REQUIRED TASKS.
#1 Answer these from the diary entry, one line each:
(a) At what local time did the writer get home, and what time was it by body-time?
(b) According to the voice teacher, what do some of the bigger performers do when they take tour breaks in their hometowns?
(c) Near what place was the festival in Italy?
#2 List every clock time that appears in the diary entry.
#3 Pick up the diary entry about coming home from tour and continue it after its last line.

GIVEN PASSAGE.
..........

Things have reached that point.
-
july 3rd - 11:30 pm
well fucking brilliant. arriving back home at 11 pm, 5 am body-time and listening to the boston cab driver blaring bad synthesized R&B while the skyline
greets me covered in haze. it's enough to make me want to turn around and go back, as much as i was sick of being on tour. we fully hit the wall about a week before the end. now i am home, water boiling, and refusing to go to bed until i can make some sense of anything. i always have to do this, i don't know exactly why.

-
tea is done. cathode is injected into the stereo. i'm already feeling better.
i just feel a little lost. this is when i want my guidebook to this life, to tell me where to start, how to come to terms. my voice teacher told me a few months ago that some of the huger performers he's known will often take tour breaks in their hometowns without going home. they just check into a hotel and keep their rote touring schedule so that they don't have to deal with the mindfuck. i feel like i don't live here anymore. i walk into pope's apartment upon getting out of the cab a few hours ago and nobody blinked an eye. they're just as used to me being a ghost of a human being as i am. my heart is breaking a little bit. the more i tour, the less i feel like myself. the constant people, the constant working out of interpersonal drama and other people's issues is something i can actively escape when i'm at home. i just close the door. on tour, there are no doors. everybody's shit is in each other's shit constantly. my nerves weren't built for that. if i had a few magical hours a day in wehich i could beam myself back home, to my safe place, alone, where i process and write and get free from the ragged wreck of humanity, i'd be far more equipped to survive the schedule. but it's all or nothing. when you tour, you just go. and you're just there, which is always sort of somewhere but never really anywhere.

"i'm in italy."
"where?"
"some festival near....padova." i'm not sure which part of italy because i forgot to check the atlas.
"but WHERE?"

..........

DATASET.
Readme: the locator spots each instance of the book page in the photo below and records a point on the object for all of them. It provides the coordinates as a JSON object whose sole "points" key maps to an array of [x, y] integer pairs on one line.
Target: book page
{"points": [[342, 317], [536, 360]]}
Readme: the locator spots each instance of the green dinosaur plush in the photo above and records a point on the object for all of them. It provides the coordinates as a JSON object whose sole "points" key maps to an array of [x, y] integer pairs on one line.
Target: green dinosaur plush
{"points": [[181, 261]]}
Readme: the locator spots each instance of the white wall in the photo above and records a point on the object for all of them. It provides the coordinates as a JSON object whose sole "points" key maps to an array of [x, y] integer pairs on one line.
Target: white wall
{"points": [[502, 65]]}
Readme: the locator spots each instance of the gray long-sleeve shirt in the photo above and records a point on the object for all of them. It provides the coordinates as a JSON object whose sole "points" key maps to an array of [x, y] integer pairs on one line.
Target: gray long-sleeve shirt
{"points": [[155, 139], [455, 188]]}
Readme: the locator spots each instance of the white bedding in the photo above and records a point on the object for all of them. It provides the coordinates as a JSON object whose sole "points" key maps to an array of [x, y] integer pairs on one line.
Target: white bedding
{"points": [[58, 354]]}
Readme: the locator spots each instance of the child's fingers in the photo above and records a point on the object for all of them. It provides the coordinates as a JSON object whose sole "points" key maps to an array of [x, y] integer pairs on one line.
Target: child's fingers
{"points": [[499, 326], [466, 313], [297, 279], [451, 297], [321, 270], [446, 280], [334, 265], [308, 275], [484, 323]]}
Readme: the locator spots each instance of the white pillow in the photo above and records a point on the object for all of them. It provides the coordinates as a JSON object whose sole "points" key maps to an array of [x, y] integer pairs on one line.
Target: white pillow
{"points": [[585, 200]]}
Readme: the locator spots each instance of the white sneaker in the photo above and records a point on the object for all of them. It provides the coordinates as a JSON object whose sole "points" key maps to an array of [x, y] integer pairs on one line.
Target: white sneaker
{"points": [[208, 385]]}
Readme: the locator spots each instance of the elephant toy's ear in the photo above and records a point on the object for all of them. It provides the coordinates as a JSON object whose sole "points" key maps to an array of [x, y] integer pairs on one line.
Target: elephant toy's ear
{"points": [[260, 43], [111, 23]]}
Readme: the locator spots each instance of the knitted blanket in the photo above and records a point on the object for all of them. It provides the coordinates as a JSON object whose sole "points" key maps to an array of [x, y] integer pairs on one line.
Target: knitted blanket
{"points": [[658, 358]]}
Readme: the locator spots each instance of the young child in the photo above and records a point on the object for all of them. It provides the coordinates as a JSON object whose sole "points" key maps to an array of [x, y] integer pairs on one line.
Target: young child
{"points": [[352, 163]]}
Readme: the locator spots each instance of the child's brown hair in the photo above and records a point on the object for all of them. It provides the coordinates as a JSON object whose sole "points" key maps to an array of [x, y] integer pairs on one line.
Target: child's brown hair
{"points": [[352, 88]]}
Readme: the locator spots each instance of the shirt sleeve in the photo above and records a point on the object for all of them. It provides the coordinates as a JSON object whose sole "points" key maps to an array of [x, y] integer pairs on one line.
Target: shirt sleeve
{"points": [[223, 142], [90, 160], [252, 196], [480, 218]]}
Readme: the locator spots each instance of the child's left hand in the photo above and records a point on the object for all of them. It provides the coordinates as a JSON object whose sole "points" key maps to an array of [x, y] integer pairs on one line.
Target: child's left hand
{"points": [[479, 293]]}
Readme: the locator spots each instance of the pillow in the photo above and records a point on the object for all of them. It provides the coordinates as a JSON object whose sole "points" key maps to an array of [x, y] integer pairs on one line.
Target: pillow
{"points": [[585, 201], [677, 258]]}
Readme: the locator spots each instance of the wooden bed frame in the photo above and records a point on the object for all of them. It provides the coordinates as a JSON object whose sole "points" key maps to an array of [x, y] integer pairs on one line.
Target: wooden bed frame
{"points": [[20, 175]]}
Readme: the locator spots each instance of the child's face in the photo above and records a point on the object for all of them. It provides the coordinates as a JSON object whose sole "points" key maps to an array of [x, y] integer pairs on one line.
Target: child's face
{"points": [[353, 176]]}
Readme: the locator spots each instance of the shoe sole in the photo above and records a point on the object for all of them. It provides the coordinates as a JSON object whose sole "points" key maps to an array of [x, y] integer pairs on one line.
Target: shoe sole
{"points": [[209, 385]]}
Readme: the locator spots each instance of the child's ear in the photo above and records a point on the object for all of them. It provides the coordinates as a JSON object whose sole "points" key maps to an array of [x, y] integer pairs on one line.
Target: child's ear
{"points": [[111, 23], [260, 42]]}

..........

ANSWER SET.
#1
(a) 11 pm local time, 5 am body-time.
(b) They check into a hotel instead of going home and keep their rote touring schedule.
(c) Near Padova.

#2 11:30 pm, 11 pm, 5 am

#3
"outside...wandering around...trying to get to a place where i can be alone....in a weird concrete landing, behind the tour bus." this is where most of my conversations take place. sort of nowhere.
"i miss you."
"i miss me too."

"i'm in berlin."
"where?"
"just kind of walking down a street, somewhere near the venue." i don't know which part of berlin; i forgot to check my map. i don't care, really. we're not staying and if i knew where i was, it wouldn't help me.
"what's there?"
"nothing much....apartments....i just passed a pawn shop and bought a cigarette tin. it's one of those typical streets in berlin where you just feel like your'e lost in the middle of nowhere. no signs of life but yet there are people who apparently live here and call it home." the spectre of every building having been thrown up in 15 minutes in the 50's may be part of the problem.
"what's the plan today?"
"eh. i have about two hours til soundcheck, and we may not even get one. i'm going to wander up and down this street...warm up my voice, it's all fucked up, and then head back to the venue." where i will also feel like i'm nowhere.
"i feel like i'm nowhere."
"you've been on the road for a while, now. i miss you."
"i miss me too."
"i love you."
"i love you too. i think i'm going a little crazy."
"i'm not surprised."

"i'm in the bus."
"where?"
"somewhere between two cities. we've been driving for 14 hours. i knocked myself out last night."
"fucking."

"i'm in england again."
"where?"
"glastonbury."
"where's that?"
"in the south, somewhere...look at a map, fucking." why is it my job to fucking know these things?
"i trust you."
"don't trust me, i'm losing my mind." and i am. the sun is starting to shine. it's simultaneously t-shirt and heavy jacket weather.
"what's going on?"
"i'm in the parking area for the tour busses. just some strange big fenced in sandland. i'm truly alone for the first time in 72 hours. it rained like a motherfucker here and everyone is wearing industrial rainboots. it's crazy."
"when do you play?"
"tomorrow. i need to be careful tonight. no drinking. no smoking. the show tomorrow is important."
"i'll let you go and warm up."
no! never let me go, never stop talking and giving me this human vocal thread by which to connect myself to what i know my life was and is. i don't want to warm up, i don't want to go back to being nowhere in this parking lot with no stove and no bed and no door that closes and i don't want to take my luggage to the dressing room and make myself a cheese and bread sandwich and a weak cup of tea in a plastic cup which will melt.
"ok."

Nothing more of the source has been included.